[Data items]
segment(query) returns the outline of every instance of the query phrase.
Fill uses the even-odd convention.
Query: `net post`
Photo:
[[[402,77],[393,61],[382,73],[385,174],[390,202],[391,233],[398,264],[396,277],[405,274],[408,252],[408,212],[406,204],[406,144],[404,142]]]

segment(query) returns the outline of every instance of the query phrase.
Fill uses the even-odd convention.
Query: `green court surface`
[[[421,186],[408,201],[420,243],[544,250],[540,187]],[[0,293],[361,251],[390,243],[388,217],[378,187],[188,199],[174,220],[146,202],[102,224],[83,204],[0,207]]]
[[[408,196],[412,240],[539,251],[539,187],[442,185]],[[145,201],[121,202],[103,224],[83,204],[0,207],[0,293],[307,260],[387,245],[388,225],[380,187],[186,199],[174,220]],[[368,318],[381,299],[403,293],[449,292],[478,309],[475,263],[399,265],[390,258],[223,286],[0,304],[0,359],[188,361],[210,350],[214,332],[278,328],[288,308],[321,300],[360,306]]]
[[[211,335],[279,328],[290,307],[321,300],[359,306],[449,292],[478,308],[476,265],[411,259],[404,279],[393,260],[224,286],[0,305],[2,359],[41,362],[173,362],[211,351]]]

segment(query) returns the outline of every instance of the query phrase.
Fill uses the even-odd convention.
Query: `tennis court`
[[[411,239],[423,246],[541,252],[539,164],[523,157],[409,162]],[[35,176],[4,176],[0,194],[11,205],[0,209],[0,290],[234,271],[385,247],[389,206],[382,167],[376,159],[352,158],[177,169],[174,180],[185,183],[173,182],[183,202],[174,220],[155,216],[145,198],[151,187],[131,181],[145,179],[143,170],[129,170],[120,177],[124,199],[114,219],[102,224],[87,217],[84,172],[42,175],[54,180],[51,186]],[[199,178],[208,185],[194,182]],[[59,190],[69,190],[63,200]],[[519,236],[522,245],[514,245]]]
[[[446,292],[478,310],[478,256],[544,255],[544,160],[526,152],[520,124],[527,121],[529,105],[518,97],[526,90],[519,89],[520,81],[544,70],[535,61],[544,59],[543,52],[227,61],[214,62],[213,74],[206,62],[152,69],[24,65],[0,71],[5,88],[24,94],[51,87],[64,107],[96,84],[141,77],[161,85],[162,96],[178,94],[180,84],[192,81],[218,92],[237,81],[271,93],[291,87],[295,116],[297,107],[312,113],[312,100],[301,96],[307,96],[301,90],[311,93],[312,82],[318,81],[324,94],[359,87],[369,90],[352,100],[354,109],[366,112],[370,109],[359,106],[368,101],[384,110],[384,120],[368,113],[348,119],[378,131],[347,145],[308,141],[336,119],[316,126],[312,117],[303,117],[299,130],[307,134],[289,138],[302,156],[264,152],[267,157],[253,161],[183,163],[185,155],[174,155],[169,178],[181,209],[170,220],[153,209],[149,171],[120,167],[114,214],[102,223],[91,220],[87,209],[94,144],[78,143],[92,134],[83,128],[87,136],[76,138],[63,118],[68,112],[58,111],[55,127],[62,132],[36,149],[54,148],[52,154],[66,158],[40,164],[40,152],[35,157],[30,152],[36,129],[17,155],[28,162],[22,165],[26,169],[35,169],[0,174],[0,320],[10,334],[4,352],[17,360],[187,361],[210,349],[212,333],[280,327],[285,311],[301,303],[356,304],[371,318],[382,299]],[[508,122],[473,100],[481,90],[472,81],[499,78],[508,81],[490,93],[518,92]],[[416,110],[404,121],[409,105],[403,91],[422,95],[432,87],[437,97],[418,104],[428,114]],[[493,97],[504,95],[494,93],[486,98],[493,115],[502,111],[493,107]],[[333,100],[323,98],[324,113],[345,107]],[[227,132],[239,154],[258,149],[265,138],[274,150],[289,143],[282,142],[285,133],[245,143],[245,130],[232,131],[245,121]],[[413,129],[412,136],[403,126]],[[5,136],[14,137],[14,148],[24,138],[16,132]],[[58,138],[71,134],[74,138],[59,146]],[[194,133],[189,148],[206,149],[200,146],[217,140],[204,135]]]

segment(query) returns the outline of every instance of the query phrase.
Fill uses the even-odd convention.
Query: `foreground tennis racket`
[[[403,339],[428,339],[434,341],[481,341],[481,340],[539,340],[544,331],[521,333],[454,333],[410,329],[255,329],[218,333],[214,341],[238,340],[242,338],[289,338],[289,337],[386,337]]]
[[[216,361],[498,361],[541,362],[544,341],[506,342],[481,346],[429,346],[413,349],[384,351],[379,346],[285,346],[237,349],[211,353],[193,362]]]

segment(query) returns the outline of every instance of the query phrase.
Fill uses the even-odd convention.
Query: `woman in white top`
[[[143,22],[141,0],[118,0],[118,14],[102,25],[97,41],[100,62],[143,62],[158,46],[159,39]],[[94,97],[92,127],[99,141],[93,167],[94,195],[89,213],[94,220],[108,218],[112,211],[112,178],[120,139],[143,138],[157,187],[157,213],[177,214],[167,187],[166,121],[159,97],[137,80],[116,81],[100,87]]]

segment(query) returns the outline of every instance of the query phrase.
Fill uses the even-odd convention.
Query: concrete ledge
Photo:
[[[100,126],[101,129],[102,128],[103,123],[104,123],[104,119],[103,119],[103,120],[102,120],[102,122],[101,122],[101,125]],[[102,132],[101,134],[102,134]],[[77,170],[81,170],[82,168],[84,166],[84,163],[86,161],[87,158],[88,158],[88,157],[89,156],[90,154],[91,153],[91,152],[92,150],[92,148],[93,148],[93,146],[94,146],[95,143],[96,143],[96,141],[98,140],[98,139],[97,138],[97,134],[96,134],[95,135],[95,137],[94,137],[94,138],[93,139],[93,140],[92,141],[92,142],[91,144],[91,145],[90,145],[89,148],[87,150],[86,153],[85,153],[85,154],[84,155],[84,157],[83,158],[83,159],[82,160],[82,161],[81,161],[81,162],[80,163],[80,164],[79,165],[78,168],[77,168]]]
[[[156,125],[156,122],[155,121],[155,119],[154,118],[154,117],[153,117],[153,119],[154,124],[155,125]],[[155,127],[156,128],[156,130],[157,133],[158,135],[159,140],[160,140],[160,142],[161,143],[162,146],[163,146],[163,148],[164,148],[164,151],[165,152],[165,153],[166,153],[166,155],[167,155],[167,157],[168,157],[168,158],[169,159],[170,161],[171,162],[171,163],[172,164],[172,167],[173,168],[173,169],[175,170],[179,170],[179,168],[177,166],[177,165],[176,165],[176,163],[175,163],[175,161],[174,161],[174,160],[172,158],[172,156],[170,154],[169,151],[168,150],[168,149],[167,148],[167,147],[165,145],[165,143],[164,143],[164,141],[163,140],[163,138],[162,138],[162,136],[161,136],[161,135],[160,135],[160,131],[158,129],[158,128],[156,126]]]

Stated problem:
Pull out every line of the material above that contains the string "tennis", treating uppercase and lowercase as different.

Full answer:
Query: `tennis court`
Query: `foreground tennis racket`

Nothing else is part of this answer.